■ **WRITTEN REQUEST A**
Reproduce the stretch of the Green Village description from "The cottage design" through "to different sizes.".
■ **WRITTEN REQUEST B**
For each statement, say whether the Green Village description agrees with it, answering yes or no and quoting the words of the description that decide it: (i) Green Village has two major squares. (ii) The environmental quality of the project comes from spreading its volumes out widely. (iii) Green Village will favor pedestrian paths and bikes.

■ **DOCUMENT EXCERPT**

++++++++

The cottage design of the project establishes a network of generous and permeable green spaces, whose continuity and diversity respond to the dual need for public accessibility and more private appropriation.

The environmental quality of the project lies in the compactness of its volumes, freeing up a maximum of green spaces. The uniform forms and recognizable identity of the neighborhood are ensured by a unit of materials applied to different sizes.

Green Village features two major squares, one access square on the road of Morillons and the other in front of the entrance of the Ecumenical Center.

This way of designing space gives this neighborhood the image of a village.






Architecture creates a place of welcome

The creation of an optimal living and working environment is at the heart of the Green Village concept. Urban lifestyle and tranquility are in perfect harmony within a natural setting. The result is a welcoming combination of housing, services, and amenities.

The location, architecture, and design features are commendable. Architecture should serve to improve life; at Green Village, it will be a healthy lifestyle that is favored with pedestrian paths, bikes, and the possibility of meeting colleagues, friends, and neighbors in dedicated places.

++++++++

■ **DATA**
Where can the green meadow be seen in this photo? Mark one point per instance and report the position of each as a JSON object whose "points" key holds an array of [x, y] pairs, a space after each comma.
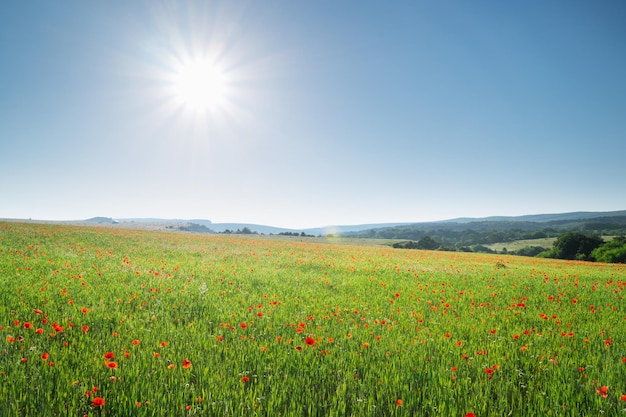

++++++++

■ **WRITTEN RESPONSE A**
The cottage design of the project establishes a network of generous and permeable green spaces, whose continuity and diversity respond to the dual need for public accessibility and more private appropriation.

The environmental quality of the project lies in the compactness of its volumes, freeing up a maximum of green spaces. The uniform forms and recognizable identity of the neighborhood are ensured by a unit of materials applied to different sizes.

■ **WRITTEN RESPONSE B**
(i) Yes: "Green Village features two major squares"
(ii) No: "The environmental quality of the project lies in the compactness of its volumes, freeing up a maximum of green spaces."
(iii) Yes: "it will be a healthy lifestyle that is favored with pedestrian paths, bikes"